In Visual Arts, accepted ways of arranging materials into familiar forms, such as print, painting, moving image or sculpture

composition

the placement or arrangement of elements or parts in artworks

conventions

traditional or culturally accepted ways of doing things based on audience expectations. Each art form has hundreds of conventions built up over time and widely accepted by audiences

craft

an intellectual and physical activity where artists explore the materials and processes to produce unique objects for the purposes of: experimentation with form or function; exhibition; production; and personal or community need. Indigenous cultures draw no distinction between art and craft and, similarly, contemporary culture values the interplay between the art/craft, design/craft, the art/designer or the design/maker. The crafted and handmade sit alongside the manufactured design object as part of historical, national and cultural identities

design elements

include line, colour, shape, texture, space and form found in artworks, and incorporated in the design of performance spaces (including sets) for dance and drama

design principles

accepted conventions associated with organising design elements and can include unity, balance, hierarchy, scale, proportion, emphasis, similarity and contrast

dramatic action

the driving force and forward motion of drama to create dramatic meaning, tension, belief and audience engagement. The movement of the drama from the introduction, exposition of ideas and conflict to a resolution

dramatic meaning

a signified, intended purpose or effect interpreted from the communication of expressive dramatic action

dynamics

in Dance, refers to how movement is performed, and includes the weight, force, and/or energy that are applied to movement over time. For example, heavy to light weight, strong to gentle force, or fast to slow release of energy

in Music, dynamics and expression refers to how the sound is performed, including sound qualities. For example, the relative volume and intensity of sound

elements of dance

space: where the body moves, including level, dimension, direction, shape, active space, positive space, negative space, planes, pathways, general space, personal space and performance space

time: when dance occurs (how long it takes), including metre, tempo, momentum, accent, duration, phrasing, rhythmic patterns, stillness and beat

dynamics: how dance is performed, including weight, force, energy and movement qualities

relationships: associations or connections occurring when the body dances: between body parts (for example, right arm to left arm, hand to face); the body and the floor (for example, close to, away from); the body and objects (for example, a chair, fan, stick, scarf); the body and space (for example, an expansive or limited relationship); and the body and others (for example, dance to one or more dancers)

elements of drama

role, character and relationships:

role and character : identification and portrayal of a person’s values, attitudes, intentions and actions as imagined relationships, situations and ideas in dramatic action; role focus on type and stereotype; characters are detailed and specific

relationships: the connections and interactions between people that affect the dramatic action

situation: the setting and circumstances of the dramatic action – the who, what, where, when and what is at stake of the roles/characters

voice and movement:

voice: using voice expressively to create roles, situations, relationships, atmosphere and symbols

movement: using facial expression, posture and action expressively in space and time to create roles, situations, relationships, atmosphere and symbols

focus: directing and intensifying attention and framing moments of dramatic action

tension: sense of anticipation or conflict within characters or character relationships, or problems, surprise and mystery in stories and ideas to propel dramatic action and create audience engagement

space and time:

space: the physical space of the performance and audience, fictional space of the dramatic action and the emotional space between characters

time: fictional time in the narrative or setting; timing of one moment to the next contributing to the tension and rhythm of dramatic action

language, ideas, dramatic meaning, mood and atmosphere, and symbol:

language, ideas and dramatic meaning: the choice of linguistic expression and ideas in drama used to create dramatic action

mood and atmosphere: the feeling or tone of both the physical space and the dramatic action created by or emerging from the performance

symbol: associations that occur when something is used to represent something else to reinforce or extend dramatic meaning

elements of media arts

Also known as technical and symbolic elements:

composition

time

space

sound

movement

lighting

elements of music

rhythm (including tempo and metre): the organisation of sound and silence using beat, rhythm and tempo (time)

- [WHAT YOU WILL DO]:
[1] In one to three sentences, explain what tension does for a drama, according to the arts glossary.
[2] Reproduce the arts glossary from "elements of dance" up to and including "or more dancers)".
[3] Which design principles does the arts glossary list?
None of the tasks here use the lines.

- [GIVEN ENTRIES]:
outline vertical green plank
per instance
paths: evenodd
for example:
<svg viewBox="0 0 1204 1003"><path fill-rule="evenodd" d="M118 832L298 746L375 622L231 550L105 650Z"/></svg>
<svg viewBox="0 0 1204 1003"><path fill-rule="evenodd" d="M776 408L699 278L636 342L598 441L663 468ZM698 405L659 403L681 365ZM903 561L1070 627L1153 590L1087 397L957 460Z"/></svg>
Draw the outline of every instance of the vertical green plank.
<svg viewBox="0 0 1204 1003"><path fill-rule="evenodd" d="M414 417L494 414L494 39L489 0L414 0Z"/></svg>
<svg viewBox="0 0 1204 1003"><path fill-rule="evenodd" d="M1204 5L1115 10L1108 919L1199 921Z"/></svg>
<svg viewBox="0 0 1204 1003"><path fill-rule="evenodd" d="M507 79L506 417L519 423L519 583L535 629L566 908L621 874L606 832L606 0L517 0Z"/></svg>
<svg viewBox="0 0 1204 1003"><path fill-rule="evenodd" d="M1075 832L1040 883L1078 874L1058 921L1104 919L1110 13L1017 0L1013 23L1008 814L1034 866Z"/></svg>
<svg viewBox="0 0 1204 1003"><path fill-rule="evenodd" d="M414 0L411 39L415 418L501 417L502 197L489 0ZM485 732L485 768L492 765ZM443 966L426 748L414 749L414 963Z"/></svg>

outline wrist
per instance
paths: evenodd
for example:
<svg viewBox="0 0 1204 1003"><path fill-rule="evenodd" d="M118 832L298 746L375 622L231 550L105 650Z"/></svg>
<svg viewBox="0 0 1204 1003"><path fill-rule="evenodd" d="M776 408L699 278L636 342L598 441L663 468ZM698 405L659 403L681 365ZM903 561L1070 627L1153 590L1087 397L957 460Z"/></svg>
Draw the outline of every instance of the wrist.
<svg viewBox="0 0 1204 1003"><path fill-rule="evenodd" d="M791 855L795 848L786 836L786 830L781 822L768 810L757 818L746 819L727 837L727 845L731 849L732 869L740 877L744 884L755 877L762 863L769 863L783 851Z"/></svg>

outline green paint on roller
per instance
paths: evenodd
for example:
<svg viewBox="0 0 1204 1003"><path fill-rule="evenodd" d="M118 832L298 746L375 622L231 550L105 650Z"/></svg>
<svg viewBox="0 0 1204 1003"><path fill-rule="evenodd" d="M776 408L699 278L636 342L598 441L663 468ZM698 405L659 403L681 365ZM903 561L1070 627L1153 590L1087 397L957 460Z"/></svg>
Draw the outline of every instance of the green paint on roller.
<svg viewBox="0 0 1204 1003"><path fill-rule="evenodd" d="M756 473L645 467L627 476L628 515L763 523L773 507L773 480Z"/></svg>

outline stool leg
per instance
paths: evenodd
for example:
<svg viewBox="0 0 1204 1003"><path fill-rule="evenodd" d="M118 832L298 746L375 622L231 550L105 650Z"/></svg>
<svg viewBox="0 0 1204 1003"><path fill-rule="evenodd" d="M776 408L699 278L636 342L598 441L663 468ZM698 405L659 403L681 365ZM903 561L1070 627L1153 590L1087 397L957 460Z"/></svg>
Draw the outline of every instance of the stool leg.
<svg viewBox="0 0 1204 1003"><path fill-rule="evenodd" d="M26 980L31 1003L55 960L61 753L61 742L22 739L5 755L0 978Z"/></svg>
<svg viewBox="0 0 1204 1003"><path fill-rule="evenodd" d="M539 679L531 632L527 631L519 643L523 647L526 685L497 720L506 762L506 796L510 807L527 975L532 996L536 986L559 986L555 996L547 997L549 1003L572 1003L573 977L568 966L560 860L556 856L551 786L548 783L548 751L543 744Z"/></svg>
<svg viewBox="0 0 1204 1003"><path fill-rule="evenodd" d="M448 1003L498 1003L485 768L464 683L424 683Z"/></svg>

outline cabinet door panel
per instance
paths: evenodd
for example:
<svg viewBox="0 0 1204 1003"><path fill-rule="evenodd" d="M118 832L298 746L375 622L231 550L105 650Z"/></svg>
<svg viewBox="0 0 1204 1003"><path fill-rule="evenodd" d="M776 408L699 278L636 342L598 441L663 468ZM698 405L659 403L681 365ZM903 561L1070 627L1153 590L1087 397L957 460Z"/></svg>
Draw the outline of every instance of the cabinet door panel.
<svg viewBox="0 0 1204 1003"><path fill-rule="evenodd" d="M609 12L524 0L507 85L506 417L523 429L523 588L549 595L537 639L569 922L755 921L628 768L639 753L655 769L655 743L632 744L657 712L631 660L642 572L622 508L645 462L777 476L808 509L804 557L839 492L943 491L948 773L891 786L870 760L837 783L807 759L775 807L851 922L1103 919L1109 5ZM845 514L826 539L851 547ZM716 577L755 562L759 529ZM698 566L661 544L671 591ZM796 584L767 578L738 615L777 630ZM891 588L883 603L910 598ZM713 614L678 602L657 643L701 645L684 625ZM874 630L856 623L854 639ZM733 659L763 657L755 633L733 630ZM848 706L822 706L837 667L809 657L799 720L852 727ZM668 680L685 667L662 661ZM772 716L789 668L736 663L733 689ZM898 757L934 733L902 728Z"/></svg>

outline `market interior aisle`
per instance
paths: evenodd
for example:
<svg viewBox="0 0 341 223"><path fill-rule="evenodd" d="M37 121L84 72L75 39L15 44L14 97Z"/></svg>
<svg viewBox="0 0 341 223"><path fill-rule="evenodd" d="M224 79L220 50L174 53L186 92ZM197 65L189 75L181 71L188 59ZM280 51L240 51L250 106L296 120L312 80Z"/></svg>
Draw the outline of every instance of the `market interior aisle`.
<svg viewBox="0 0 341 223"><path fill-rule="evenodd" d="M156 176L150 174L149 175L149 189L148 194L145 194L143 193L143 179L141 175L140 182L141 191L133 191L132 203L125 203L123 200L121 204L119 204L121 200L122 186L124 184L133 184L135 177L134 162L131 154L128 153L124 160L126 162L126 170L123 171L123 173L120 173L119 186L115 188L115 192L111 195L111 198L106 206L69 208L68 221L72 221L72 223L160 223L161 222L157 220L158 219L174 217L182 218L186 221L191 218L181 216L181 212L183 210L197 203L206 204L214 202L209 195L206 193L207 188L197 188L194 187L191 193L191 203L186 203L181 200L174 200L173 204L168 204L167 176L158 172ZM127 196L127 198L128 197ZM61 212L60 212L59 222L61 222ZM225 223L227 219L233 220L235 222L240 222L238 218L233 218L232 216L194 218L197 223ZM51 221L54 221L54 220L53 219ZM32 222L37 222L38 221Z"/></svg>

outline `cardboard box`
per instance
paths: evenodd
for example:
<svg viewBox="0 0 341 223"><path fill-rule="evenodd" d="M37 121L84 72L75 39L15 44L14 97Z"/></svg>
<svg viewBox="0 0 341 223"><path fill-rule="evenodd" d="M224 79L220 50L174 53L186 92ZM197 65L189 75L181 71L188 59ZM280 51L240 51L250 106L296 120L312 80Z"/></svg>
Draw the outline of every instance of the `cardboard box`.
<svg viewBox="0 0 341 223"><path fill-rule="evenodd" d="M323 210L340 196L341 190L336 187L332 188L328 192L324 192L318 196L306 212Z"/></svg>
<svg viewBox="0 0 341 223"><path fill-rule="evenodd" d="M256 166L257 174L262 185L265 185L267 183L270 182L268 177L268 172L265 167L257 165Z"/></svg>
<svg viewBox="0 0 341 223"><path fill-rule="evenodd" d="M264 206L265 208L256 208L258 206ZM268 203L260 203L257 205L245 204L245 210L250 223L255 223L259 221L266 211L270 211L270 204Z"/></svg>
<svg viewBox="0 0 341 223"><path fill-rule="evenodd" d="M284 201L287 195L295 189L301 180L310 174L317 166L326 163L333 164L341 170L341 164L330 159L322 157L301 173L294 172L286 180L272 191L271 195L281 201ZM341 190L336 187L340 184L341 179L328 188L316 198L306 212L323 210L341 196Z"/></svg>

- [RESULTS FOR EACH TASK]:
[1] Tension creates a sense of anticipation or conflict within characters or their relationships, or brings problems, surprise and mystery into stories and ideas. This propels the dramatic action forward and creates audience engagement.

[2]
elements of dance

space: where the body moves, including level, dimension, direction, shape, active space, positive space, negative space, planes, pathways, general space, personal space and performance space

time: when dance occurs (how long it takes), including metre, tempo, momentum, accent, duration, phrasing, rhythmic patterns, stillness and beat

dynamics: how dance is performed, including weight, force, energy and movement qualities

relationships: associations or connections occurring when the body dances: between body parts (for example, right arm to left arm, hand to face); the body and the floor (for example, close to, away from); the body and objects (for example, a chair, fan, stick, scarf); the body and space (for example, an expansive or limited relationship); and the body and others (for example, dance to one or more dancers)

[3] Unity, balance, hierarchy, scale, proportion, emphasis, similarity and contrast.